Challenge
Pick out each line of the listing that contains the string "church" and copy those lines unchanged.

Data for this exercise
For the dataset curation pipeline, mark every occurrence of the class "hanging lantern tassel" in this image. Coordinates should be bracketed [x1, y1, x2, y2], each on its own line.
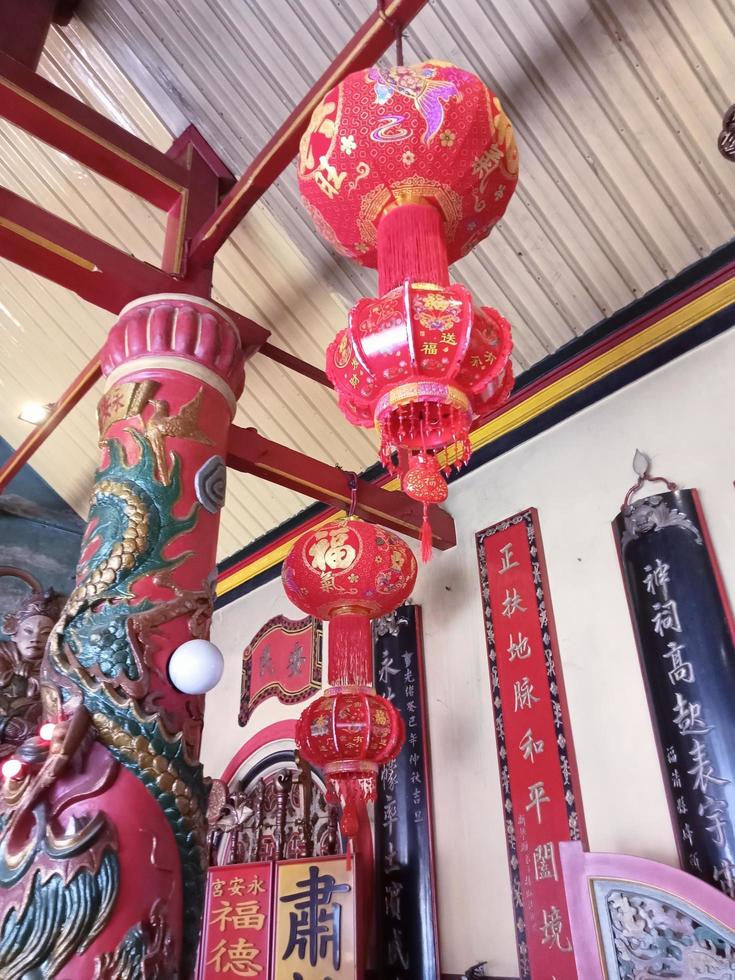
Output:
[402, 453, 449, 562]
[421, 503, 434, 562]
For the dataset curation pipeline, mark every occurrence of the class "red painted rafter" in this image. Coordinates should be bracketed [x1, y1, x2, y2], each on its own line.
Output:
[0, 355, 102, 493]
[0, 188, 268, 352]
[0, 52, 188, 210]
[227, 425, 457, 550]
[190, 0, 426, 264]
[0, 0, 456, 548]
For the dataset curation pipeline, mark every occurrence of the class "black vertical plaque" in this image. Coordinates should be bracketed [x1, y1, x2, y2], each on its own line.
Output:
[613, 490, 735, 898]
[375, 605, 440, 980]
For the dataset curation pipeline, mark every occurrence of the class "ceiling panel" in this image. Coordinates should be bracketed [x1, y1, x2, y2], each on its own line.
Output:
[0, 0, 735, 557]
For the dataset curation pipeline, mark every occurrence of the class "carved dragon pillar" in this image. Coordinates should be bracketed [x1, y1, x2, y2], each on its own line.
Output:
[0, 296, 244, 980]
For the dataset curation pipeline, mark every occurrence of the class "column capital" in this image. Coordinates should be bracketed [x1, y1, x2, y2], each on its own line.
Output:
[101, 293, 245, 415]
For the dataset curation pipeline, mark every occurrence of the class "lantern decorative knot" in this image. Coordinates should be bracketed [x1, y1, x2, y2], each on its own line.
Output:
[282, 518, 417, 836]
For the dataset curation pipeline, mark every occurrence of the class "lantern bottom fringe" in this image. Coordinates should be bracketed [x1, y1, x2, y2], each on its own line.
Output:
[328, 772, 378, 839]
[378, 197, 449, 296]
[328, 614, 373, 687]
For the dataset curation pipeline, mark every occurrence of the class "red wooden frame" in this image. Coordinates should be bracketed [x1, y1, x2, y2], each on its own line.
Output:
[0, 0, 455, 548]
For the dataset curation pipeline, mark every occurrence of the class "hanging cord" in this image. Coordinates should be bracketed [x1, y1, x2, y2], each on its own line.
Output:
[620, 449, 679, 510]
[345, 472, 357, 518]
[378, 0, 403, 67]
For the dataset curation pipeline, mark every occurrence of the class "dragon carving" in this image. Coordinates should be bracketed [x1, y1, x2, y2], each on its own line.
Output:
[0, 428, 212, 978]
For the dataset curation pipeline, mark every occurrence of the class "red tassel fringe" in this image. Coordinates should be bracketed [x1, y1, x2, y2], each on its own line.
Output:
[327, 613, 373, 687]
[421, 504, 434, 562]
[378, 204, 449, 296]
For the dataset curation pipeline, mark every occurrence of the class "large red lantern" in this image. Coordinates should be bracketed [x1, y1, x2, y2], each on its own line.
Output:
[298, 61, 518, 280]
[282, 518, 417, 836]
[298, 62, 518, 558]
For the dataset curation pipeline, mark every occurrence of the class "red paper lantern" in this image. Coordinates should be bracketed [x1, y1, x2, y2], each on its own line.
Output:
[298, 61, 518, 276]
[299, 62, 518, 560]
[327, 282, 513, 552]
[282, 518, 417, 836]
[296, 687, 405, 837]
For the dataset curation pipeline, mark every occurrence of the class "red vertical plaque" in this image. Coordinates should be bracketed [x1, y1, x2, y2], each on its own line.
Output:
[477, 508, 584, 980]
[198, 861, 273, 980]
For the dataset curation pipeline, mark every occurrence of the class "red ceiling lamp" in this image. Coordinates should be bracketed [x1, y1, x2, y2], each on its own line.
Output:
[282, 518, 417, 837]
[298, 61, 518, 558]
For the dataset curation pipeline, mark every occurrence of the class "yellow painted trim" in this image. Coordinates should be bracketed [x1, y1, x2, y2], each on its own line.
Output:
[105, 354, 237, 419]
[0, 218, 97, 272]
[216, 510, 347, 596]
[470, 278, 735, 450]
[217, 277, 735, 596]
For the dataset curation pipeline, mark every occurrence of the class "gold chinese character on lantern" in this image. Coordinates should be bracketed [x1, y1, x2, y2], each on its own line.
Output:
[309, 528, 357, 575]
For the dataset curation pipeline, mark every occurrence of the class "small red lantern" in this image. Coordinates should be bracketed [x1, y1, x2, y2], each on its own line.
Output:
[327, 282, 513, 547]
[296, 687, 405, 837]
[282, 518, 417, 836]
[282, 518, 417, 686]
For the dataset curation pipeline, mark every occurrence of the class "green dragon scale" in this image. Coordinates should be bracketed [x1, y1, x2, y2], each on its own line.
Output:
[44, 429, 206, 969]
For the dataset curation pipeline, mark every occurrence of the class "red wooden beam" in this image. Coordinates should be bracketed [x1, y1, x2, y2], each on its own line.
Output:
[190, 0, 426, 263]
[0, 355, 102, 493]
[0, 52, 188, 210]
[0, 0, 76, 69]
[259, 341, 334, 389]
[227, 425, 457, 550]
[0, 187, 269, 352]
[0, 188, 177, 313]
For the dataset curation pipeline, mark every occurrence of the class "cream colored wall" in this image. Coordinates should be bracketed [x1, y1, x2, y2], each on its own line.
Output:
[203, 332, 735, 975]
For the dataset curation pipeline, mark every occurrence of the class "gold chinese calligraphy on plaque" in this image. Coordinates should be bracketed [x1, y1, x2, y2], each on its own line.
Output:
[273, 855, 357, 980]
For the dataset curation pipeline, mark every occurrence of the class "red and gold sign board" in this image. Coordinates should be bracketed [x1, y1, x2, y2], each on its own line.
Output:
[273, 855, 357, 980]
[198, 861, 274, 980]
[238, 616, 322, 725]
[477, 508, 584, 980]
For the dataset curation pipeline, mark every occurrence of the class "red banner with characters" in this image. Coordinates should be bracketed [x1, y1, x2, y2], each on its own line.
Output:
[238, 616, 322, 725]
[198, 861, 273, 980]
[477, 508, 584, 980]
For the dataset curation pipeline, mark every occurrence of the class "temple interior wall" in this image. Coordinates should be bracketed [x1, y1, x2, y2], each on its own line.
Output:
[203, 331, 735, 975]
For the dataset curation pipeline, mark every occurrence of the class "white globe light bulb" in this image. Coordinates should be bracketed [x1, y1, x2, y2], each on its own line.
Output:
[168, 640, 225, 694]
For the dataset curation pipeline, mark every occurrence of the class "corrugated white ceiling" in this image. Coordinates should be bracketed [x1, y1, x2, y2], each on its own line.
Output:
[0, 0, 735, 556]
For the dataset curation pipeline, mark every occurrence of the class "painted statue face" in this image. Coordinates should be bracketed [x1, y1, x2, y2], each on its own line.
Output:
[13, 616, 54, 661]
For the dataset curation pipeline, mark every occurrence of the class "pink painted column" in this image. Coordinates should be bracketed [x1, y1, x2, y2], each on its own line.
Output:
[0, 295, 244, 980]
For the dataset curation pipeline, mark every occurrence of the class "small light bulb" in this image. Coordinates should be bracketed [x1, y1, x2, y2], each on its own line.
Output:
[3, 759, 23, 779]
[168, 639, 225, 694]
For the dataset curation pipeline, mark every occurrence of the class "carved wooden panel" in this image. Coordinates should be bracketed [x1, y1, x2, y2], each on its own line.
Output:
[210, 761, 341, 865]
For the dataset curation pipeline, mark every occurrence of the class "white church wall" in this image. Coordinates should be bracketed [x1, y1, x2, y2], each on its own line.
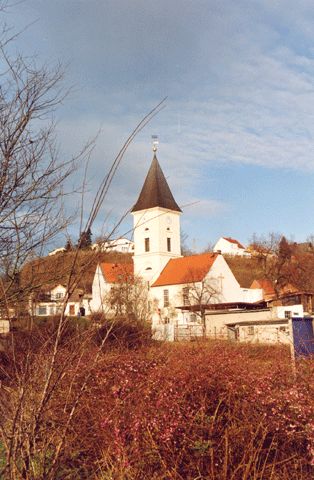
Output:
[132, 207, 181, 283]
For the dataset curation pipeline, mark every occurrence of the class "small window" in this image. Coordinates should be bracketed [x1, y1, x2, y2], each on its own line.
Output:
[164, 290, 169, 307]
[182, 287, 190, 305]
[38, 305, 47, 315]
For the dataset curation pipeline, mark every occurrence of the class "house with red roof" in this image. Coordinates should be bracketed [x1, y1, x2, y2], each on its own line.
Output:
[213, 237, 250, 257]
[91, 151, 262, 326]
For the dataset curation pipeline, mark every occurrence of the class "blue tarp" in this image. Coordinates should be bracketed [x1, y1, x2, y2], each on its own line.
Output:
[292, 317, 314, 357]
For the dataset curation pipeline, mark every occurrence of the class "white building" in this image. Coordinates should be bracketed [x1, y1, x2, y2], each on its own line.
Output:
[90, 262, 133, 313]
[91, 237, 134, 253]
[29, 284, 92, 317]
[92, 154, 262, 336]
[213, 237, 250, 257]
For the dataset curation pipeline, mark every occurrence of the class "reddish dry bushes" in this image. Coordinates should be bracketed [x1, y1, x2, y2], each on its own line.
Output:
[69, 343, 314, 480]
[0, 342, 314, 480]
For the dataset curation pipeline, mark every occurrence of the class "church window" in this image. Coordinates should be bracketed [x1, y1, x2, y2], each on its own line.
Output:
[164, 290, 169, 307]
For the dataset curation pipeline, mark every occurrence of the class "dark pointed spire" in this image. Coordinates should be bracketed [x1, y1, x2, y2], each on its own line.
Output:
[131, 154, 182, 212]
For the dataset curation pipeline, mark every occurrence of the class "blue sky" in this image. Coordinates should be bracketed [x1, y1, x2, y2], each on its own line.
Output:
[6, 0, 314, 250]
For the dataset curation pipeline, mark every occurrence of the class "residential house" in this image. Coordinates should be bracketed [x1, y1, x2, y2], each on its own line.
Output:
[29, 284, 91, 317]
[90, 262, 134, 314]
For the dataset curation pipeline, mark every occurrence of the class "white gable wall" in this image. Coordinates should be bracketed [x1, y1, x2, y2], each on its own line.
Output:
[150, 251, 262, 323]
[90, 265, 111, 312]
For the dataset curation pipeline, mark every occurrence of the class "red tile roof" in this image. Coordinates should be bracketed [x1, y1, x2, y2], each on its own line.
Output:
[152, 253, 219, 287]
[223, 237, 245, 248]
[100, 263, 134, 283]
[250, 278, 275, 295]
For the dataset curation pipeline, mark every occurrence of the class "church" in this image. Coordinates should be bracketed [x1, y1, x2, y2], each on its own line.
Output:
[91, 148, 263, 336]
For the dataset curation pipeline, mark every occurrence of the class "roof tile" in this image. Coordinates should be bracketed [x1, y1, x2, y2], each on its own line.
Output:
[152, 253, 219, 287]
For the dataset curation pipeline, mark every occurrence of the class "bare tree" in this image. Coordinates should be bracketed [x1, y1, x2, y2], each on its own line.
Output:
[182, 271, 221, 337]
[104, 272, 150, 322]
[251, 233, 295, 297]
[0, 14, 88, 316]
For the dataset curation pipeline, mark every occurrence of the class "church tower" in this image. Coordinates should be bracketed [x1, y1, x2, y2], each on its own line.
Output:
[131, 147, 182, 283]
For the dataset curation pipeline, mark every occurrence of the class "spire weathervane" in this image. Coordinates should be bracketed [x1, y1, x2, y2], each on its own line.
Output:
[152, 135, 159, 153]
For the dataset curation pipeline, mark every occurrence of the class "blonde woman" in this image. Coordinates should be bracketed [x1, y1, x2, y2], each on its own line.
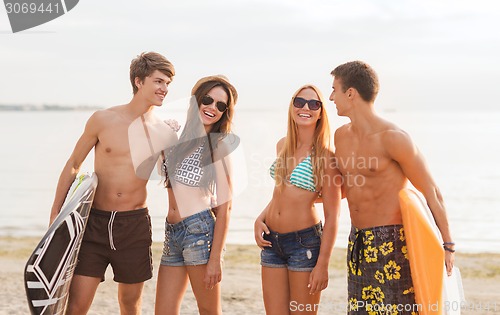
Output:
[254, 85, 341, 315]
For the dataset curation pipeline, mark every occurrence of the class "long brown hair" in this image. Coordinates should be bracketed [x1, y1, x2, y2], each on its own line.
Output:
[275, 84, 330, 191]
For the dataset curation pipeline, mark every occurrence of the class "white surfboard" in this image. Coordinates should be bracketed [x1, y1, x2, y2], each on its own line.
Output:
[24, 174, 97, 315]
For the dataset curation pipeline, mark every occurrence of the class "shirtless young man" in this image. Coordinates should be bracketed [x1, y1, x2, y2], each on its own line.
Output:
[330, 61, 454, 314]
[50, 52, 176, 314]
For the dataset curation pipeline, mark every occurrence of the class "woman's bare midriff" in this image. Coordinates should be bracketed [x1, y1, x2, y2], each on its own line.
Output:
[265, 186, 320, 233]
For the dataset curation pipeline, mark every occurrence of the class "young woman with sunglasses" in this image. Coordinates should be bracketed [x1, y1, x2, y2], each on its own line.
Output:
[155, 76, 238, 314]
[254, 85, 341, 315]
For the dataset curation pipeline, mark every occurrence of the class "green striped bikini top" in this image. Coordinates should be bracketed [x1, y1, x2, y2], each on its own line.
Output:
[269, 155, 317, 192]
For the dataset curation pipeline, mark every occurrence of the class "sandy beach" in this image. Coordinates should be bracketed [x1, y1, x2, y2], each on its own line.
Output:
[0, 237, 500, 315]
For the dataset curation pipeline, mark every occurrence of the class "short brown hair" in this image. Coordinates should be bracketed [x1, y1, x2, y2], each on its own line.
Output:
[331, 61, 379, 102]
[130, 52, 175, 94]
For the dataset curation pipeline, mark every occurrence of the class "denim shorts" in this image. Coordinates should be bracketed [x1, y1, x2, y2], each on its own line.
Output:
[260, 222, 323, 271]
[161, 209, 215, 266]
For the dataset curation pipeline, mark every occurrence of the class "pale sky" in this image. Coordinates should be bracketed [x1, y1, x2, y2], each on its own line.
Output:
[0, 0, 500, 110]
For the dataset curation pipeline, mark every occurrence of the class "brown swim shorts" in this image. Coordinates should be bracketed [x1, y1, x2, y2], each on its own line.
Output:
[75, 208, 153, 283]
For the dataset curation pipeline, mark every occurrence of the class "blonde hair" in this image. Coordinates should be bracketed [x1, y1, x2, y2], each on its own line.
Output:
[275, 84, 330, 191]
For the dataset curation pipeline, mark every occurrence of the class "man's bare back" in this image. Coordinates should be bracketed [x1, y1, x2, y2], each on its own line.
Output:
[335, 118, 416, 228]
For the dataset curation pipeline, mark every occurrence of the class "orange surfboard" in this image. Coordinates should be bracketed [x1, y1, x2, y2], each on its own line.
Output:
[399, 189, 444, 315]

Answer to the problem
For the dataset curation pipeline, mark every occurrence of the class "white church wall" in this image. Coordinates should be bracketed [x1, y1, x2, y2], each on its own line.
For the dataset curation pipeline, mark every occurrence of the class "church window" in this image. Coordinates should be bracketed [x1, y1, x2, y2], each on its own line.
For the dataset curation pipeline, mark every occurrence of the class "church" in this image. Coordinates should be bracketed [x1, y1, x2, y2], each on its own line.
For the dataset curation pipeline, mark every occurrence of the class "church tower" in this image. Coordinates should be bracketed [x1, y1, x2, y2], each on its own line.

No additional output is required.